* [How to complete this task] For each line of the data below that contains "boat", return that line.

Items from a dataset
================

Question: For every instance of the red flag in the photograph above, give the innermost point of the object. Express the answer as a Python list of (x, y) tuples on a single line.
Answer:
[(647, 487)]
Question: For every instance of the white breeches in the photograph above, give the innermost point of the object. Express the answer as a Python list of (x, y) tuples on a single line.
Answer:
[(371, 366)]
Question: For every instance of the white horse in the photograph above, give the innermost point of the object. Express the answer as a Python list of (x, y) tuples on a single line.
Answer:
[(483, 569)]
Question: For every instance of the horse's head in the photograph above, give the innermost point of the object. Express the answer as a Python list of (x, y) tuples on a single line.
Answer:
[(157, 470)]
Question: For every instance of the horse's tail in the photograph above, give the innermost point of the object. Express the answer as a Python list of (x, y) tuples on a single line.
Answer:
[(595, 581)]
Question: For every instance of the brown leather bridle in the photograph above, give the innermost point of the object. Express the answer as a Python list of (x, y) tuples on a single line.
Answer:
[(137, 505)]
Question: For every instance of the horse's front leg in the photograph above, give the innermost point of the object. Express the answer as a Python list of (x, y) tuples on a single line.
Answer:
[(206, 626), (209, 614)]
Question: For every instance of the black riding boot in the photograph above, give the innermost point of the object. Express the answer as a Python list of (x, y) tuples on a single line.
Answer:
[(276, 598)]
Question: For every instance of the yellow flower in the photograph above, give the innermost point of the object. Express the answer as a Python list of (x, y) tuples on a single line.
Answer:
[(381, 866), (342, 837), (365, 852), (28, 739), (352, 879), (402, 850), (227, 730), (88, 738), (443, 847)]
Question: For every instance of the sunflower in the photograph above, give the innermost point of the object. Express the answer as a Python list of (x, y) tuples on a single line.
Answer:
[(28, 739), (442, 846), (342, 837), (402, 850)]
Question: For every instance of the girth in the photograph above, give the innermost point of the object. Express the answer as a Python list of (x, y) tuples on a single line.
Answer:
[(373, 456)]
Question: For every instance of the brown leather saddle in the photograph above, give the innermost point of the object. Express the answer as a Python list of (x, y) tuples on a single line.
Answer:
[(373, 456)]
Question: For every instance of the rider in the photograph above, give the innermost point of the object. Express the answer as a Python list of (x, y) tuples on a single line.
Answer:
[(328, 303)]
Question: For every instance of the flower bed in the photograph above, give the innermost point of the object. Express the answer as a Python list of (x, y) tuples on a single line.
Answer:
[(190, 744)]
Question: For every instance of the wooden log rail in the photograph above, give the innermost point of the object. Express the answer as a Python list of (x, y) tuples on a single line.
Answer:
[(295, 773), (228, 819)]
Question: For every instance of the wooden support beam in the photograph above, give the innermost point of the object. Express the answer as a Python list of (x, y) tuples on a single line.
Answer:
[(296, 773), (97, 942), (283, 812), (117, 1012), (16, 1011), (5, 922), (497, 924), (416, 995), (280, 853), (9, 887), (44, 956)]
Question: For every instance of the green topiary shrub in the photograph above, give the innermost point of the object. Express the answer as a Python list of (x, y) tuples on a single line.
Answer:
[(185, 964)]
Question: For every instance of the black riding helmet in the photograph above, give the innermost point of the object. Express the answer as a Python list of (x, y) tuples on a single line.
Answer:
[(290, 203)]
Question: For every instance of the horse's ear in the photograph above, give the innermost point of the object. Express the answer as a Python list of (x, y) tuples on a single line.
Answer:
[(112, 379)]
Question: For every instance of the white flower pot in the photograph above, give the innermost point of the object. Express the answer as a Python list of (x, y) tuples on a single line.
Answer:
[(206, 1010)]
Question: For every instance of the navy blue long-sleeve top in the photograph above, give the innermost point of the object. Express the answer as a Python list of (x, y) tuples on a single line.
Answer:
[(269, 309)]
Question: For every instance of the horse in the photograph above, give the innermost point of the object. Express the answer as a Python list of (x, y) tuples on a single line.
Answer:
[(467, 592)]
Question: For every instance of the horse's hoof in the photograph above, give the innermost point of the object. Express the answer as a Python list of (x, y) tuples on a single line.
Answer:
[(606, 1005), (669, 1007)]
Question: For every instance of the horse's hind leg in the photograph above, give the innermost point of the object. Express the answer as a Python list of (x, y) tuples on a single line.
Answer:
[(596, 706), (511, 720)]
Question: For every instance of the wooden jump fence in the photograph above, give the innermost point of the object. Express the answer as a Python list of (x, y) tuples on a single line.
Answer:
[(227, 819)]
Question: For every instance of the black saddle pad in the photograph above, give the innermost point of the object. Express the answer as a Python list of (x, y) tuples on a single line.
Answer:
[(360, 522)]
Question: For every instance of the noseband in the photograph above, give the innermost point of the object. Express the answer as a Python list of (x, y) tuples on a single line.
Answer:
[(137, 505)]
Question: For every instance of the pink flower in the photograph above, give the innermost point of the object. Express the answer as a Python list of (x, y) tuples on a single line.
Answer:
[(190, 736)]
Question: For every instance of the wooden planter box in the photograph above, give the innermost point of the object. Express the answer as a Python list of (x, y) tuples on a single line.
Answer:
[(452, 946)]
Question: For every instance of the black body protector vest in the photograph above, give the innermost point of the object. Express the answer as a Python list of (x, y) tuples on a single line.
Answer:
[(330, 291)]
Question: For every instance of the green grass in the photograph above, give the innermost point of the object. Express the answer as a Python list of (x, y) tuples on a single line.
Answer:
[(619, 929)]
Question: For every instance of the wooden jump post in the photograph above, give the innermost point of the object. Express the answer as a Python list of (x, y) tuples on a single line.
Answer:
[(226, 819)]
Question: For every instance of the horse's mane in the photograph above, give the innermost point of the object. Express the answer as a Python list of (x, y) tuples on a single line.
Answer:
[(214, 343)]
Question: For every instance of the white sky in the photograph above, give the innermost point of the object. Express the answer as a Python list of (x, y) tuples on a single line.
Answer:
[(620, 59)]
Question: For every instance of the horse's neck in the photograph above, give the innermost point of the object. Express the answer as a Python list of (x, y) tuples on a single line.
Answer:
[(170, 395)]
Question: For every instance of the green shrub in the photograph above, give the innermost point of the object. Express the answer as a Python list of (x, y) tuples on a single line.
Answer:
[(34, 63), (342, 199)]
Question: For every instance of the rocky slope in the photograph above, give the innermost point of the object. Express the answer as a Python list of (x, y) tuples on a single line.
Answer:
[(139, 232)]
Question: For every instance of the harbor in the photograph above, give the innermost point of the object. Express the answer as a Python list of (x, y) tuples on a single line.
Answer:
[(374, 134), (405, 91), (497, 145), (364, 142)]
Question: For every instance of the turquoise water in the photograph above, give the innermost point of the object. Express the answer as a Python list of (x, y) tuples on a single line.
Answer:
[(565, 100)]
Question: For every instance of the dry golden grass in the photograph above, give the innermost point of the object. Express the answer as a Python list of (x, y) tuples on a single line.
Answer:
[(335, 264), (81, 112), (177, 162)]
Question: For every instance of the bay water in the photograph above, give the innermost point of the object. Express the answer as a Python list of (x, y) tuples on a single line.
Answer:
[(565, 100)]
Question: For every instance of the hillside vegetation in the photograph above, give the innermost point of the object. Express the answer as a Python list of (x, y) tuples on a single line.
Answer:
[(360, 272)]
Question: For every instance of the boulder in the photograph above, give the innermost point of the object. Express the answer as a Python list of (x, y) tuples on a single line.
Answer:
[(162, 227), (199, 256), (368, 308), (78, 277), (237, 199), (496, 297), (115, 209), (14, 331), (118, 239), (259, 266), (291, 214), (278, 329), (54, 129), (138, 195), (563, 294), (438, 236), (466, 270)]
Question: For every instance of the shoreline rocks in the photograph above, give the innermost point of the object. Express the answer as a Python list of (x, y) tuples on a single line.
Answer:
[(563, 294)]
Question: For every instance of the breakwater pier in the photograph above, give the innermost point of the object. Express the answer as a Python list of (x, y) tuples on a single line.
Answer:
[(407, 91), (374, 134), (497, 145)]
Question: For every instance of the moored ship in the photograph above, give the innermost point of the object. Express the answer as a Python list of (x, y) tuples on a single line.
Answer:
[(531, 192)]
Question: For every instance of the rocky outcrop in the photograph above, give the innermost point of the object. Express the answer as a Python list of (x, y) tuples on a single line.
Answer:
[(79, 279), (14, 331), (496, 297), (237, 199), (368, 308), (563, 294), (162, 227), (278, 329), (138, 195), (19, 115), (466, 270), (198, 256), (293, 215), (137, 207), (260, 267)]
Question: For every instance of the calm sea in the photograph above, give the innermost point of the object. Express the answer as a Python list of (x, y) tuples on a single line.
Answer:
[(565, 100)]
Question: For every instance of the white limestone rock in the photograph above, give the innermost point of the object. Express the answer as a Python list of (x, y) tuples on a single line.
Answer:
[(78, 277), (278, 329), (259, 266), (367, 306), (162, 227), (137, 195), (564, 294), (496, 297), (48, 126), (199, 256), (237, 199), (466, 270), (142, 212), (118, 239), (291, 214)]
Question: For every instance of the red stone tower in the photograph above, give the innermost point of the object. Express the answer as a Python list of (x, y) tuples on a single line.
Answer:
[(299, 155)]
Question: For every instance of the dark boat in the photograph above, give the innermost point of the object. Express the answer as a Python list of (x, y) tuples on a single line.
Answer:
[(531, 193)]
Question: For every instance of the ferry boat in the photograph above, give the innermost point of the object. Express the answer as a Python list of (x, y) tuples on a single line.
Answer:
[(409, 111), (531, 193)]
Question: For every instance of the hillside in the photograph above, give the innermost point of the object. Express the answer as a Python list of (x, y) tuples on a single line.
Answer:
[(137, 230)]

================

* [Answer to the exercise]
Question: For every instance of the dark boat in the photograph above, give the innermost point of the object. Express the answer as a Python list of (x, y) tuples on a single line.
Question: For every instance of the ferry boat in the photograph above, give the innermost point of the object. Express the answer as a Python list of (x, y) tuples on a single line.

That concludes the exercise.